> RECORDS PROVIDED:

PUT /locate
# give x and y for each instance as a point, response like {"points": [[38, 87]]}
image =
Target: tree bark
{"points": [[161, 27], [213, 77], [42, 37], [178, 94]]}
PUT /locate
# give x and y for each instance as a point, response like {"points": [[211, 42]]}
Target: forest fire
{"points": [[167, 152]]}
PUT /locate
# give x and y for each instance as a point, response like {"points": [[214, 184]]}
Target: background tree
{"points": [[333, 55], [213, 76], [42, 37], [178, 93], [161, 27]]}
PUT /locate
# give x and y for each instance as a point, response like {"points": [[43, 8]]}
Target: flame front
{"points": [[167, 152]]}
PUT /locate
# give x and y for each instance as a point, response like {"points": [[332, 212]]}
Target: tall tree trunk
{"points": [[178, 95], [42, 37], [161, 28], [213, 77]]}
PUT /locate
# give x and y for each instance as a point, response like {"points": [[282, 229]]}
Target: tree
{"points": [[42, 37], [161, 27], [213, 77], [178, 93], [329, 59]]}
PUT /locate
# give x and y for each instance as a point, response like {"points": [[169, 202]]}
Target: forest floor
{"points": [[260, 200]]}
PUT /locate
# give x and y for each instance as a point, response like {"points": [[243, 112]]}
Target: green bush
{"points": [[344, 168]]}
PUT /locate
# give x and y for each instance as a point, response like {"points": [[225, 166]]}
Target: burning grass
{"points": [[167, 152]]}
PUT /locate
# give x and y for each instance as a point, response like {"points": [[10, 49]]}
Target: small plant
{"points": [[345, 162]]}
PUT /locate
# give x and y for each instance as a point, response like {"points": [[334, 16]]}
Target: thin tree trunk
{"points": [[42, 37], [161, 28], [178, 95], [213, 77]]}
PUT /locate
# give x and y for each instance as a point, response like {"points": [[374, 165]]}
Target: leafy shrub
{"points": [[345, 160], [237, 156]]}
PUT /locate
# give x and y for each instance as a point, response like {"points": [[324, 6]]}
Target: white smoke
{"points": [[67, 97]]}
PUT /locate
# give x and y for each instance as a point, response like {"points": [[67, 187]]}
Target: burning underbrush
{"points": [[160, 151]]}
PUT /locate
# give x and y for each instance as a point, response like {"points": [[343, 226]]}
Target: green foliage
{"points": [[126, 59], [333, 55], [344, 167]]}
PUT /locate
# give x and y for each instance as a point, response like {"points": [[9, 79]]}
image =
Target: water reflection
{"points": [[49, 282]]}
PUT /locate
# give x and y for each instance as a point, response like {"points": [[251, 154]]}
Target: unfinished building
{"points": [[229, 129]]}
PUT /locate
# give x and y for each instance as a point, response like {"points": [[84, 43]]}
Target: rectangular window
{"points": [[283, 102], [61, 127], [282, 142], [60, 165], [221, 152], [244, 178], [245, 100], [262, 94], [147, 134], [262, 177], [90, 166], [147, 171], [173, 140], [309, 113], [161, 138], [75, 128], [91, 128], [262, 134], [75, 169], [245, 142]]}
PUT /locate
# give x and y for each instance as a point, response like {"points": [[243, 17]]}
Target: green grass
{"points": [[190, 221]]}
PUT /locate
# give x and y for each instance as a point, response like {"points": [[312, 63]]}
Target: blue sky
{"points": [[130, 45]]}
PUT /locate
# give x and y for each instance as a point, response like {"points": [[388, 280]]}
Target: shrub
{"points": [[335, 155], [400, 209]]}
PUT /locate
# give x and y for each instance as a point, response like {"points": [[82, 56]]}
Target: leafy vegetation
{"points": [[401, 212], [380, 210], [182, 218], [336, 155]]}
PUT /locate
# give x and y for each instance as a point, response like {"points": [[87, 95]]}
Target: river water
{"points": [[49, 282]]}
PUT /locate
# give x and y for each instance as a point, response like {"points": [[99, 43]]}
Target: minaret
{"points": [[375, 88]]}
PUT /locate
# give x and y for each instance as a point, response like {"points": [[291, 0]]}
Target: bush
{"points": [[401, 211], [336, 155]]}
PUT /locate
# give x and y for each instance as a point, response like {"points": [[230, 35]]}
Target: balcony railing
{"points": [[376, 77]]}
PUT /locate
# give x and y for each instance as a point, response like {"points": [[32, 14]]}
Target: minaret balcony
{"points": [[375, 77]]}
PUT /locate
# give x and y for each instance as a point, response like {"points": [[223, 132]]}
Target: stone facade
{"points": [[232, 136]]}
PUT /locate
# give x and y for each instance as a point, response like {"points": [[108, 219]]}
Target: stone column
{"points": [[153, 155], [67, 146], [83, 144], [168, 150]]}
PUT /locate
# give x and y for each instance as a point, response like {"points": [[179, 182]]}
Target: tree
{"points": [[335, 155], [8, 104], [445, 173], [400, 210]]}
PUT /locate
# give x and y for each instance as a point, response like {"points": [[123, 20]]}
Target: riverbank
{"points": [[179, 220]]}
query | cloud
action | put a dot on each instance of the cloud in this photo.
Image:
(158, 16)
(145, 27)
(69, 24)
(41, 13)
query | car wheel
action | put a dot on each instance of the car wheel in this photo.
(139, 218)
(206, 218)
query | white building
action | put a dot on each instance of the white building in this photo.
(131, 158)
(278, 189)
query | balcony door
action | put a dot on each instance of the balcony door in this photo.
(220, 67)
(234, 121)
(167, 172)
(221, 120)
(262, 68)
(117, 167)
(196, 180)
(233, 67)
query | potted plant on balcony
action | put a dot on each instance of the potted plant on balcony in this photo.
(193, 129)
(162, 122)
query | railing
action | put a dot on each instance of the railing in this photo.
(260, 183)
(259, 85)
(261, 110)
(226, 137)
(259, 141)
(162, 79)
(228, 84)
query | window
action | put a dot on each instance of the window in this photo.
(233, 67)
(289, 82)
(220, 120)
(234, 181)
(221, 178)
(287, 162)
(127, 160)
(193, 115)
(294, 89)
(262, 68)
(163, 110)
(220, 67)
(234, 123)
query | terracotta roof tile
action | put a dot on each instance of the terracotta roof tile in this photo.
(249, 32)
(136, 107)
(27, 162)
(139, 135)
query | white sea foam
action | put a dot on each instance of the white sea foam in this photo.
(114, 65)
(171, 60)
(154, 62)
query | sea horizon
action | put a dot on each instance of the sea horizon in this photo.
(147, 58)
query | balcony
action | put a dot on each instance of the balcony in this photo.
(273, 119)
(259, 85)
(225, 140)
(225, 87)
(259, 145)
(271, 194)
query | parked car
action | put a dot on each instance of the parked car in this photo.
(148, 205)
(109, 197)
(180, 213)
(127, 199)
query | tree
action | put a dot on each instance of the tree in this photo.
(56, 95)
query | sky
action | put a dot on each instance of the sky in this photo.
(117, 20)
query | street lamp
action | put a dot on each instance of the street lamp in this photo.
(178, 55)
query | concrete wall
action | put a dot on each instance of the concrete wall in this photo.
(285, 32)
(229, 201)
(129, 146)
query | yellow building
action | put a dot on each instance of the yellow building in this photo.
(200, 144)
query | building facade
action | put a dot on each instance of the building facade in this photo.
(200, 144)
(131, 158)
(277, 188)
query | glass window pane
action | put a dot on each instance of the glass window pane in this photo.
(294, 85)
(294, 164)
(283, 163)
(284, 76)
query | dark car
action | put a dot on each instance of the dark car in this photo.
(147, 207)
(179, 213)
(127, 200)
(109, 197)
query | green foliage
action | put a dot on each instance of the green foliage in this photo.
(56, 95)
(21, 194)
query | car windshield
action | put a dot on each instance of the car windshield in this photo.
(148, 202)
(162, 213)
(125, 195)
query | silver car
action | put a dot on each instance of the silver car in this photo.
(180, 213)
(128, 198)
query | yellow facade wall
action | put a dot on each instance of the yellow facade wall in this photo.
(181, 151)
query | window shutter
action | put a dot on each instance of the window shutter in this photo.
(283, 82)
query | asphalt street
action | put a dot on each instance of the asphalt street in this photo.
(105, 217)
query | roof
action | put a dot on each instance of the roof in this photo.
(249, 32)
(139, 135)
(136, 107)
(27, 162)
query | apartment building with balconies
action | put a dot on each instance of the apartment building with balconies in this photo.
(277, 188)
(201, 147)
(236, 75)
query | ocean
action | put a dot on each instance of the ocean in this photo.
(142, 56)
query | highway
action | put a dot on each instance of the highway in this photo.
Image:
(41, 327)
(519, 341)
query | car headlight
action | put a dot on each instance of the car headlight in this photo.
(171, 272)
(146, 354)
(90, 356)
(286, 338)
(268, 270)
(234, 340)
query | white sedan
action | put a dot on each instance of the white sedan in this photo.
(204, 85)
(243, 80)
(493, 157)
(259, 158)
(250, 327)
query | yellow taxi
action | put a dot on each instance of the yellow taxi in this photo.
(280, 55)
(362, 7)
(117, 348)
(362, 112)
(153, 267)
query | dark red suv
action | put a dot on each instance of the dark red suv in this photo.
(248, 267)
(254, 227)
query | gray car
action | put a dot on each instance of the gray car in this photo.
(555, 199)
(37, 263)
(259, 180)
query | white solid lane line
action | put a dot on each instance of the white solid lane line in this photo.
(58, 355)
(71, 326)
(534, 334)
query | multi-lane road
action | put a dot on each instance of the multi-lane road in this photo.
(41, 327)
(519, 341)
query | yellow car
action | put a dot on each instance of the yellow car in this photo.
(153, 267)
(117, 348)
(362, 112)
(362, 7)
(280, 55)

> EXERCISE:
Everything from the line containing "query | silver car" to the end of the records must be written out exactly; include both of those lines and no others.

> EXERCISE SOLUTION:
query | silver car
action | put a dot on each instance of the silver car in this photo.
(180, 213)
(128, 198)
query | yellow facade wall
action | put a dot on each instance of the yellow facade wall in this photo.
(181, 151)
query | window shutter
action | put a dot on each instance of the window shutter in this photo.
(283, 82)
query | asphalt street
action | put a dot on each instance of the asphalt street in this photo.
(105, 217)
query | roof
action | put a dot on each instance of the roof in this photo.
(249, 32)
(139, 135)
(136, 107)
(27, 162)
query | apartment building with balconies
action | put a dot on each instance of the apartment building with balconies in this photo.
(277, 188)
(201, 147)
(236, 75)
query | ocean
action | put a dot on each instance of the ocean in this photo.
(142, 56)
query | highway
action | put a dot on each instance of the highway in this photo.
Image:
(41, 327)
(519, 341)
query | car headlight
action | put a dot on each instance of the car headlight in this photo.
(171, 272)
(146, 354)
(90, 356)
(286, 338)
(268, 270)
(234, 340)
query | white sedan
action | put a dot on each instance of the white sedan in this photo.
(204, 85)
(243, 80)
(493, 157)
(259, 158)
(250, 327)
query | yellow taxi
action | put a dot on each instance of the yellow taxi in this photo.
(280, 55)
(362, 7)
(117, 348)
(362, 112)
(153, 267)
query | dark red suv
action | put a dot on each instance of the dark red suv in this photo.
(248, 267)
(254, 227)
query | gray car
action | put a dot on each instance of the gray car in this photo.
(555, 199)
(37, 263)
(259, 180)
query | white solid lane line
action | put a dot on each instance of the white solid lane line in this photo.
(58, 355)
(71, 326)
(534, 334)
query | multi-lane road
action | put a dot on each instance of the multi-lane road in this photo.
(41, 327)
(519, 341)
query | yellow car
action | put a dot on each instance of the yellow car in this photo.
(153, 267)
(117, 348)
(362, 112)
(362, 7)
(280, 55)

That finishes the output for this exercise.